──────── PAGE TEXT ────────

The King's Avatar ()  is a 2019 Chinese live-action streaming television series based on the web novel of the same name by Hu Dielan. It stars Yang Yang as the main character. It premiered on Tencent Video on July 24, 2019.

Synopsis
The series depicts a fictional esports scene in China where the story revolves around a multiplayer online video game called Glory. It chronicles the fall and rise of Ye Xiu, a top-tier player of Glory.

Cast

Main

Supporting

Team Xing Xin [Happy]

Team Jia Shi [Excellent Era]

Team Lan Yu [Blue Rain]

Team Wei Cao [Tiny Herb]

Team Ambitions [Tyranny]

Others

Production
The live-action series was first announced in February 2017 via a production conference held by Linmon Pictures; and would be co-produced with Tencent Penguin Pictures. The author of the novel   Hu Dielan was invited to be the overall planner of the series.

On June 13, 2017, Yang Yang was announced as the lead actor in a press conference. In November, Song Zu'er was announced as the female lead Su Mucheng, but backed out in March 2018 due to scheduling conflicts.

──────── DATASET ROWS ────────

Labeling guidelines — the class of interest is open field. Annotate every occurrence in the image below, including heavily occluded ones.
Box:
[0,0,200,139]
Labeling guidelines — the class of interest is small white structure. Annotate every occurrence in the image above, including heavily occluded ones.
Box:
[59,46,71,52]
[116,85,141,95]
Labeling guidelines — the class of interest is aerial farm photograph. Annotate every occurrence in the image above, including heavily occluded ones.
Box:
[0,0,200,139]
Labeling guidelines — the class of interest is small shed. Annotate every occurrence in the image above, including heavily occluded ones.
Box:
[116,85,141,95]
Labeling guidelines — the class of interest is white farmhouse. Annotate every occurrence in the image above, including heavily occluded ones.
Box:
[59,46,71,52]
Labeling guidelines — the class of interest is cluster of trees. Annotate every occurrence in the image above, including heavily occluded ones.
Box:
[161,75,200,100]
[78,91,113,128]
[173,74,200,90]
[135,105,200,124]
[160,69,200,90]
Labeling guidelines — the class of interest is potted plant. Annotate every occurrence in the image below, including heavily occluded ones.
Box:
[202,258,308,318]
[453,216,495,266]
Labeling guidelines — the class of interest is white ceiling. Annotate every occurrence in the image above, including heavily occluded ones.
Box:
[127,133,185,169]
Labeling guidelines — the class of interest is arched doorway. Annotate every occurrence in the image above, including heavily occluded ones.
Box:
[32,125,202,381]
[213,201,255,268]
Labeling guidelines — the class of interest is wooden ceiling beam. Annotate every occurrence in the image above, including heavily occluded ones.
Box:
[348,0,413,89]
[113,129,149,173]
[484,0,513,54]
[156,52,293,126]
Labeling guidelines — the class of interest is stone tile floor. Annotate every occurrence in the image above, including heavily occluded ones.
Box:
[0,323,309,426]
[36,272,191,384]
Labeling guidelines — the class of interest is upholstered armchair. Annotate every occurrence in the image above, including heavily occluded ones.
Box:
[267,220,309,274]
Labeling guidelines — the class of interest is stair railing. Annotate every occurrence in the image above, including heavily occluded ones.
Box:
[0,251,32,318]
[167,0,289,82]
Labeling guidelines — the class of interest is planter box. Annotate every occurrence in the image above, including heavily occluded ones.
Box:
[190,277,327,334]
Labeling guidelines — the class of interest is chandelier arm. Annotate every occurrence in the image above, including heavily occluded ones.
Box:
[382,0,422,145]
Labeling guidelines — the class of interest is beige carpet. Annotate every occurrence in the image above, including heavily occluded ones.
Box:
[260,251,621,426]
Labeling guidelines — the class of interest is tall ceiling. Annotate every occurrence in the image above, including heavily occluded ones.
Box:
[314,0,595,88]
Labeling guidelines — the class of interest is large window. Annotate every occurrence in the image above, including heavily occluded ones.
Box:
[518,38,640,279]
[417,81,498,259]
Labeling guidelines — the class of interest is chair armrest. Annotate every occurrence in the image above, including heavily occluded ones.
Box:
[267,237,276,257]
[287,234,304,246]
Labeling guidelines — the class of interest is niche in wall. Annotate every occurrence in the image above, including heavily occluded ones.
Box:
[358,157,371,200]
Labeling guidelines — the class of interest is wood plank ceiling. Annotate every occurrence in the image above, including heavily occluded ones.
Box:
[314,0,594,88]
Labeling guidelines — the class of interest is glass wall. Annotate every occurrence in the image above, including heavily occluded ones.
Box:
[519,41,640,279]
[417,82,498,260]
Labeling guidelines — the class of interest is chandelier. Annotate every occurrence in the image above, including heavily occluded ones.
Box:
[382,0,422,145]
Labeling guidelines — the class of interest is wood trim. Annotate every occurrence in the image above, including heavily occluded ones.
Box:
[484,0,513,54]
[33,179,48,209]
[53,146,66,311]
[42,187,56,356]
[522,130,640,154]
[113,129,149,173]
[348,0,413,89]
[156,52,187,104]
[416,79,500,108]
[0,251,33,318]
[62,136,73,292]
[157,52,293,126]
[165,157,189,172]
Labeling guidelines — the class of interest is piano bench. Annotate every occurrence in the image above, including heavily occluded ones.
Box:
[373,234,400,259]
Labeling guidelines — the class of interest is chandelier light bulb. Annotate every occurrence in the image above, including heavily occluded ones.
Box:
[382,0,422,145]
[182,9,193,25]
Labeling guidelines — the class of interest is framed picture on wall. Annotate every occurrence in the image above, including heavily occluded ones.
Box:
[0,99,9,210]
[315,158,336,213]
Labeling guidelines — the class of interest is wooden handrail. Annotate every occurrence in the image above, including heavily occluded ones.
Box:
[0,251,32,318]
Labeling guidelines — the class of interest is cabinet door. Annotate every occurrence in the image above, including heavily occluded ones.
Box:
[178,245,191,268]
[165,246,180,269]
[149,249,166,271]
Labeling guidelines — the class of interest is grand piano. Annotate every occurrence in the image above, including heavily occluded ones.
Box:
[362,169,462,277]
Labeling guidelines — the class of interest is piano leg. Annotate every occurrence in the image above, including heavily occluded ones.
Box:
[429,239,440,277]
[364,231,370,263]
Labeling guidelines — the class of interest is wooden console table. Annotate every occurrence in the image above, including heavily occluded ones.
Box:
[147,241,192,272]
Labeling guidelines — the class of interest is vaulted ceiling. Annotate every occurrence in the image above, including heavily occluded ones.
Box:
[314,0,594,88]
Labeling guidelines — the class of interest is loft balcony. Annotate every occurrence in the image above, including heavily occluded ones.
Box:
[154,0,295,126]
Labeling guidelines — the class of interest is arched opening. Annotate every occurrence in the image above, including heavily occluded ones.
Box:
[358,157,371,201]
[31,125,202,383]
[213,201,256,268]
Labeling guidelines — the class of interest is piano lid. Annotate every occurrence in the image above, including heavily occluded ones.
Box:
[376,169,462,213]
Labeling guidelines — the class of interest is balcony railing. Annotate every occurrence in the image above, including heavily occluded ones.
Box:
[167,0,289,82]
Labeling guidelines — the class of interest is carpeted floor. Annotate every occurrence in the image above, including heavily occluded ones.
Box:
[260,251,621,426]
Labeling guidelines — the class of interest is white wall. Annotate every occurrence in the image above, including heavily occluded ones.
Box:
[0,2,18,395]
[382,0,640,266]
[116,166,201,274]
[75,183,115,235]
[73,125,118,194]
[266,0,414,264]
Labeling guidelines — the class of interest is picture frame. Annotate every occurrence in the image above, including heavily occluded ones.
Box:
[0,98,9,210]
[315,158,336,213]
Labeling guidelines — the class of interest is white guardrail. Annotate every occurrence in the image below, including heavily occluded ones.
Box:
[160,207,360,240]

────────
──────── DATASET ROWS ────────

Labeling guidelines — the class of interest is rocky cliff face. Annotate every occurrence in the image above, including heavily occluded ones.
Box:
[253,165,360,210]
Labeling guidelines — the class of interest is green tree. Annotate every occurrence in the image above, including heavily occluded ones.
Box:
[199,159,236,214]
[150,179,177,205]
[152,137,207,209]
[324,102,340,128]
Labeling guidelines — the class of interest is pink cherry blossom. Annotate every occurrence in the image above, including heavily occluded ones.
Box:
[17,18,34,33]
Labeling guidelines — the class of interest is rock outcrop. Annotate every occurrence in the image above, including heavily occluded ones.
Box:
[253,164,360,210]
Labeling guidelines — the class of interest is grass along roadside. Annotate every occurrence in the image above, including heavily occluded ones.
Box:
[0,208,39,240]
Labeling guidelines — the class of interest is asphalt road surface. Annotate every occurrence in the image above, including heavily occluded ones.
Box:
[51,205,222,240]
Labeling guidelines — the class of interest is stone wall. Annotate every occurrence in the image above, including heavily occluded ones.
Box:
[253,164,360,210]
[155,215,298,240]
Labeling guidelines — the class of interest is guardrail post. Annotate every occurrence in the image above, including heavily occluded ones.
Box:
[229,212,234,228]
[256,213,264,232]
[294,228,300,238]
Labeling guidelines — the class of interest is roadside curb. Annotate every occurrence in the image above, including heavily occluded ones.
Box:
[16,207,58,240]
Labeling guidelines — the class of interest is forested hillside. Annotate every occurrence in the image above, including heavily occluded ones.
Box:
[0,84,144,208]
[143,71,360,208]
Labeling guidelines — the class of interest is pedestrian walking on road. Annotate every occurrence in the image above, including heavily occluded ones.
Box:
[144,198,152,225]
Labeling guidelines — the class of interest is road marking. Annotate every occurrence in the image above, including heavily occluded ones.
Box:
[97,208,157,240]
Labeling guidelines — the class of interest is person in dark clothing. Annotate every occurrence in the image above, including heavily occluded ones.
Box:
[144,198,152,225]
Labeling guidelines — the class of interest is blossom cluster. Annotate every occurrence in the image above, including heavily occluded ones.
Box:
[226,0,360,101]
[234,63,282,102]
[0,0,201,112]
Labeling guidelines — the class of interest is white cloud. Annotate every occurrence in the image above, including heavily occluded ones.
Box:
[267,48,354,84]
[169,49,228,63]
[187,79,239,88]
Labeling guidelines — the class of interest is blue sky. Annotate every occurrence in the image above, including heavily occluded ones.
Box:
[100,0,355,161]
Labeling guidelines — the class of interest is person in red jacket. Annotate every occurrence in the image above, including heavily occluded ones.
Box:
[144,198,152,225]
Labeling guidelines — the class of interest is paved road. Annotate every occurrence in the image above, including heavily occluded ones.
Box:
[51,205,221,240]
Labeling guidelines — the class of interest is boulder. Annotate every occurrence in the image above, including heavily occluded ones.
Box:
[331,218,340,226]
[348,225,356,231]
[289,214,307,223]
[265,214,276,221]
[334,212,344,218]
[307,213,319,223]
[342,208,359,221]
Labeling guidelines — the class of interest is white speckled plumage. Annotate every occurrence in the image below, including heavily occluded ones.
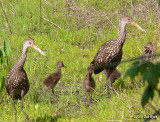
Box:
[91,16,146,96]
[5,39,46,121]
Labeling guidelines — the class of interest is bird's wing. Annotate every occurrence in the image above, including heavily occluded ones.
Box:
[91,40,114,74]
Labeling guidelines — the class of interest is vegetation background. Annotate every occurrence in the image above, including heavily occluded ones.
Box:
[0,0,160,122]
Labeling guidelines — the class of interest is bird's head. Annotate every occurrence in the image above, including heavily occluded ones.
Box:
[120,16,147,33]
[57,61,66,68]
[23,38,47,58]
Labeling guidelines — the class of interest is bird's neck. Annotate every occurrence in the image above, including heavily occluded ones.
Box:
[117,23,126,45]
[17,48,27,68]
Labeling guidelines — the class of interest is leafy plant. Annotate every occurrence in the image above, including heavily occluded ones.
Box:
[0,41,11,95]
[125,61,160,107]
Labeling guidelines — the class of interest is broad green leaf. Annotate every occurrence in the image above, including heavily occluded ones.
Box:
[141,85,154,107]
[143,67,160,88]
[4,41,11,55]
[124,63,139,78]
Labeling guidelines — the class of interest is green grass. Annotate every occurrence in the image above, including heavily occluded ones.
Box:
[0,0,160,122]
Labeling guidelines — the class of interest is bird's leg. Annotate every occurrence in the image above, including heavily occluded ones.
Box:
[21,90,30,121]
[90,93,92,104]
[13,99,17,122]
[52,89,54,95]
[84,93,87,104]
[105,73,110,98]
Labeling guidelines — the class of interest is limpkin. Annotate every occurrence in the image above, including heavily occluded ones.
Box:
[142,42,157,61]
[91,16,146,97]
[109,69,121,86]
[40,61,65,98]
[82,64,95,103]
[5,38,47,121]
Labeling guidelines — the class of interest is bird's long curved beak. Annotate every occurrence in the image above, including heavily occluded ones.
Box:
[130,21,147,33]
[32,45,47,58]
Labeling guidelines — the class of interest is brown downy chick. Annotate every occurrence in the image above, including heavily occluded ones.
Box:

────────

WRITTEN INSTRUCTION
Put this sentence from the text about The King's Avatar series into French: "It premiered on Tencent Video on July 24, 2019."

OUTPUT FOR THIS EXERCISE
Elle a été diffusée pour la première fois sur Tencent Video le 24 juillet 2019.